[課題 1]:
映画と絵画展の感想文によると、フェルメールを含むデルフトの巨匠たちの絵画展はどこで開催されていますか。
[課題 2]:
映画と絵画展の感想文のうち、「全生涯で30数点の絵画を残し」から「という舞台設定にたどり着く。」までを一字一句たがえずに書き写してください。
[課題 3]:
次の(a)〜(c)が映画と絵画展の感想文の内容と合っているかどうか、それぞれ「はい」か「いいえ」で答え、判断の根拠となる本文の言葉をそのまま引用してください。
(a) フェルメールは全生涯で30数点の絵画を残した。
(b) 筆者がもっとも印象に残った作品は室内画だった。
(c) 山田健太は「バッテリー」でピッチャーを演じた。

SEA side

静けさの中で波の音だけが永遠に響きつづける。
美しいものとの出会いの記憶・・・・。

映画 「ひゃくはち」

2008年08月29日 | 映画(ハ行)

 一味違う高校野球映画。ベンチに入れるかどうかが勝負の補欠選手の野球部生活が綴られる。
「身の丈にあった努力」のレベルで物語が進行するので、華はないが共感が持てる。

 中学野球の天才ピッチャーを描いたあさのあつこ原作の「バッテリー」も面白かったが、天才の影で悔し涙を流す他の部員側から描かれるのが本作。

 その「バッテリー」でキャッチャーを演じた山田健太が高校生になり、将来を嘱望される大物新人として入部、今回の主人公を脅かすキャスティングが面白い。

 脇役の大人たちに芸達者を揃えて野球部を取り巻く地元の雰囲気が伝わってくる。

 野球のボールの縫い目は108あるそうだ。

フェルメール展 ~ 光は左上方より

2008年08月26日 | 音楽・演劇・美術・文学

 全生涯で30数点の絵画を残したオランダ・デルフトの画家フェルメールの作品7点を含むデルフトの巨匠たちの絵画展が東京都美術館で開催されている。

 ほとんどが室内画で床の大理石タイルの市松模様が「遠近法」を意識させる。隣り合った部屋の扉が開き隣室との関係性、空間の広がりを感じさせる。窓からの光が暗がりの中ににじむように拡がる唯一の光源として登場人物に立体感を与える。

 フェルメールはその数少ない作品の中で色々な試行錯誤もあったのだろうが、「左上方からの光が差し込む室内」という舞台設定にたどり着く。
 図学で影を作図する時、光は左上45度から当てる。単純な図形にその光を当てて作図したものを上下逆に眺めると図の凹凸が逆に見えてくる。左上なら自然で右下からだと不自然だと認識してしまうわけだ。
 人間の頭に刷り込まれた、生理的にも、もっとも物質が立体的に見える理想の角度にフェルメールはたどり着いたわけだ。

 そのもっとも得意とする背景の中であらゆる物語を一つの画面の中に封じ込め語り尽くす一つのスタイルが完成されている。

 日本を代表する映画監督・小津安二郎が常にローアングルでとらえた日本家屋の中で、家族の情景を描きつづけたのと似ている。

 ただし、もっとも印象に残った作品といえば、唯一例外ともいえる屋外の風景を描いた「小路」であった。
 建物を画面と平行において真正面からとらえており、その外壁の質感が緻密なリアルさで描きこまれた中に配置された人物の生活感、特に二人の子供がこの絵画に見飽きない魅力を与えていた。

映画 「ダークナイト」 ~ ナイトはknight

2008年08月25日 | 映画(タ行)

 ひたすら悪魔(devil)に近い純粋な悪(evil)が登場する。「ハンニバル」級の悪役がアメリカン・コミックの映画化で登場するとは思いもしなかった。

 光と闇の対決がファンタジー映画ではないリアルさで描かれるが、「光」はダークサイドに飲み込まれてしまうという異例の展開だ。

[データ項目]:
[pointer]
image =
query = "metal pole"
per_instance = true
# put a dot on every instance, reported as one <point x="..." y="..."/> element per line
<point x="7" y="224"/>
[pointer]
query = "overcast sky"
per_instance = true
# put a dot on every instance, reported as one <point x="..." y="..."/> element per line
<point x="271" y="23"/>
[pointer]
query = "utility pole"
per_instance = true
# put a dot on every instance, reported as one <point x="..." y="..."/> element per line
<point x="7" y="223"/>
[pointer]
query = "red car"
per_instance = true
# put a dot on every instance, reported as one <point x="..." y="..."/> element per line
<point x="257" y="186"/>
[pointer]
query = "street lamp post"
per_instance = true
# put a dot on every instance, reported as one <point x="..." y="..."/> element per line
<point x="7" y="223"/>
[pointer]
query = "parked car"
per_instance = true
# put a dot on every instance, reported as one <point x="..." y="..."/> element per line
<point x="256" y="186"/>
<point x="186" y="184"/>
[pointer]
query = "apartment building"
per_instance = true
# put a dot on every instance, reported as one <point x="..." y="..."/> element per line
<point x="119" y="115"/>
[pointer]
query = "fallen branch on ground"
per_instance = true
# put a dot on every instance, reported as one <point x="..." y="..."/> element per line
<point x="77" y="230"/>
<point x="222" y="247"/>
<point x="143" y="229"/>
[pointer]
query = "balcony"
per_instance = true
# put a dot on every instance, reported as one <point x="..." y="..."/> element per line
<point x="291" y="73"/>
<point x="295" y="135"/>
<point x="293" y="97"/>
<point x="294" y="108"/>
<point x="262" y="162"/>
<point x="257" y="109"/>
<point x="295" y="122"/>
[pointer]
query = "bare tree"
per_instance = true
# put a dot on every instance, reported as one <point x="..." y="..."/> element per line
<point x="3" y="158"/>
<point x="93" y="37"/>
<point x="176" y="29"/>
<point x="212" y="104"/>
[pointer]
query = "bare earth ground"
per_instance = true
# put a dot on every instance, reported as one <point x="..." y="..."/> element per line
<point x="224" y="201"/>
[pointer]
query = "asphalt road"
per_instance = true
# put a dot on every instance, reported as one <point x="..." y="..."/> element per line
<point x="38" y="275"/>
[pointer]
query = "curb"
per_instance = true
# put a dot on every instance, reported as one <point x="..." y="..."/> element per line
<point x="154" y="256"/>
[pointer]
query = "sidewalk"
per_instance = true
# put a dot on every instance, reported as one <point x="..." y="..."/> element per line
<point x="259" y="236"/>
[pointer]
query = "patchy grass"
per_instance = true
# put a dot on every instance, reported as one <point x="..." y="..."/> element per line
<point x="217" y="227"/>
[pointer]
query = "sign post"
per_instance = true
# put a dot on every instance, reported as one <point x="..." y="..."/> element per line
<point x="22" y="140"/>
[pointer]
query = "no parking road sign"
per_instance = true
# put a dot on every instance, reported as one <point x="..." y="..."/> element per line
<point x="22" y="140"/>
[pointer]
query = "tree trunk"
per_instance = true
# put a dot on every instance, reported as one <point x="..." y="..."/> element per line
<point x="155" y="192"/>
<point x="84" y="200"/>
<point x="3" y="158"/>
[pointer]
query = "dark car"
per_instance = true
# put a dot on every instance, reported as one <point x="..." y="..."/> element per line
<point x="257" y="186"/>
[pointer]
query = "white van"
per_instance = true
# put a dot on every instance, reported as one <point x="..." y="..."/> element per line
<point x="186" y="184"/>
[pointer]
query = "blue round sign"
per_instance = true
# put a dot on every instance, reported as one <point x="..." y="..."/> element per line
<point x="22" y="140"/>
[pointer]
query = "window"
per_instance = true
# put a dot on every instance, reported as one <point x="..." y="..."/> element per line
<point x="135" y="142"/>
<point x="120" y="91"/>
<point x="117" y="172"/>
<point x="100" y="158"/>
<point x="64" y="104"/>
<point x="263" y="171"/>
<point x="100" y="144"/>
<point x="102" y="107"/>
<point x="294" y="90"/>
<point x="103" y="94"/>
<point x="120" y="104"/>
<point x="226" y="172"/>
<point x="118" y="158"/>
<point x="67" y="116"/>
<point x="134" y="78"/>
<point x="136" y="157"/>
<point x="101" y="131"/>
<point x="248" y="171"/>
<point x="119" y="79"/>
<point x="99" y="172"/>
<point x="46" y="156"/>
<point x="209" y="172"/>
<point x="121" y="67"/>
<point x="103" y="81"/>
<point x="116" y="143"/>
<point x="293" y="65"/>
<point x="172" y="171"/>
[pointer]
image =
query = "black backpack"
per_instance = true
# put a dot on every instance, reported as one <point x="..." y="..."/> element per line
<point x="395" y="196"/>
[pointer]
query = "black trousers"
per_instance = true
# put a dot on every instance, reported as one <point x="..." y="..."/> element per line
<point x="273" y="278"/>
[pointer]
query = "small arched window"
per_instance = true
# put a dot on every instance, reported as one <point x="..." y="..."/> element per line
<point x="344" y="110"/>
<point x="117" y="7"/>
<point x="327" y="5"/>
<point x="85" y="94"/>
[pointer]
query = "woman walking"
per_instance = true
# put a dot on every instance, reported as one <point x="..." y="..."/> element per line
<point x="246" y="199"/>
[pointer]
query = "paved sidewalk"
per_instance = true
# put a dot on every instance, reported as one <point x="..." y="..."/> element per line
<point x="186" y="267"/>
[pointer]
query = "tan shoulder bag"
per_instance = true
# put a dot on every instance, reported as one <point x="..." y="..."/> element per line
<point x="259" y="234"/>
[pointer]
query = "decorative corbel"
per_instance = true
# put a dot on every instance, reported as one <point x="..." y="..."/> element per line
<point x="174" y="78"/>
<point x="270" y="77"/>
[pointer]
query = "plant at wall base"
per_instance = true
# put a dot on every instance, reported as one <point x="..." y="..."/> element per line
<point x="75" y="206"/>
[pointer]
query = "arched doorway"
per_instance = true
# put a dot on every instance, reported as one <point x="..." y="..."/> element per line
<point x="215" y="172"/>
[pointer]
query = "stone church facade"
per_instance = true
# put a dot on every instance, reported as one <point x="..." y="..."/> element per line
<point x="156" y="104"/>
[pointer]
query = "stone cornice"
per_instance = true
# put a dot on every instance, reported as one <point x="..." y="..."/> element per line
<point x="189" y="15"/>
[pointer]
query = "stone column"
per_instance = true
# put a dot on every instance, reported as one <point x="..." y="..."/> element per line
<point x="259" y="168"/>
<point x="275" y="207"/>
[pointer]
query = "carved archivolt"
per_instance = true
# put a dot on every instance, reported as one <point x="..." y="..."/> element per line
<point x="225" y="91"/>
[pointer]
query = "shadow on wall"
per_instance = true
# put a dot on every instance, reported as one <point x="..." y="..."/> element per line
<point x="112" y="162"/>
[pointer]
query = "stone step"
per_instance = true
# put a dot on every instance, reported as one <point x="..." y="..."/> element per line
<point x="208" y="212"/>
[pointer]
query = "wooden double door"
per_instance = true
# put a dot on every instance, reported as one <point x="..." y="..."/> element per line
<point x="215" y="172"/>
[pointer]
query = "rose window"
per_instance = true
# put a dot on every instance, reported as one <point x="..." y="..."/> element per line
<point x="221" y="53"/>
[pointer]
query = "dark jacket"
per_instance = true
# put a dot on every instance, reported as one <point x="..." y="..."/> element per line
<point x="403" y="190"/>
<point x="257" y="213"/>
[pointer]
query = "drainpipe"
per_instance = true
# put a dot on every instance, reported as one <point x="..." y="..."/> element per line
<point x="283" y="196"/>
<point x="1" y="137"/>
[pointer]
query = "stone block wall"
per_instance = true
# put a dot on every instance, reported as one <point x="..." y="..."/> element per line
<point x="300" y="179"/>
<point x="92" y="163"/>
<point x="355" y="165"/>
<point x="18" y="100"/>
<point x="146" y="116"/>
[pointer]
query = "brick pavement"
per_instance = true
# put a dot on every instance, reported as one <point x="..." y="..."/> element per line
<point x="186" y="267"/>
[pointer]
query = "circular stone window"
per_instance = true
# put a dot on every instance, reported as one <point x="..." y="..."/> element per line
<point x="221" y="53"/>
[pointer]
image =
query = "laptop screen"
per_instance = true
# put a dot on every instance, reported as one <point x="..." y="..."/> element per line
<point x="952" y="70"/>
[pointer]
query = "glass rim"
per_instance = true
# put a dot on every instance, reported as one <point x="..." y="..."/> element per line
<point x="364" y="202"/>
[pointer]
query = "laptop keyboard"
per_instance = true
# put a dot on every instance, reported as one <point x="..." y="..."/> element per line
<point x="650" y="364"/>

[最終結果 1]:
東京都美術館で開催されています。

[最終結果 2]:
全生涯で30数点の絵画を残したオランダ・デルフトの画家フェルメールの作品7点を含むデルフトの巨匠たちの絵画展が東京都美術館で開催されている。

 ほとんどが室内画で床の大理石タイルの市松模様が「遠近法」を意識させる。隣り合った部屋の扉が開き隣室との関係性、空間の広がりを感じさせる。窓からの光が暗がりの中ににじむように拡がる唯一の光源として登場人物に立体感を与える。

 フェルメールはその数少ない作品の中で色々な試行錯誤もあったのだろうが、「左上方からの光が差し込む室内」という舞台設定にたどり着く。

[最終結果 3]:
(a) はい。「全生涯で30数点の絵画を残したオランダ・デルフトの画家フェルメール」
(b) いいえ。「もっとも印象に残った作品といえば、唯一例外ともいえる屋外の風景を描いた「小路」であった」
(c) いいえ。「その「バッテリー」でキャッチャーを演じた山田健太」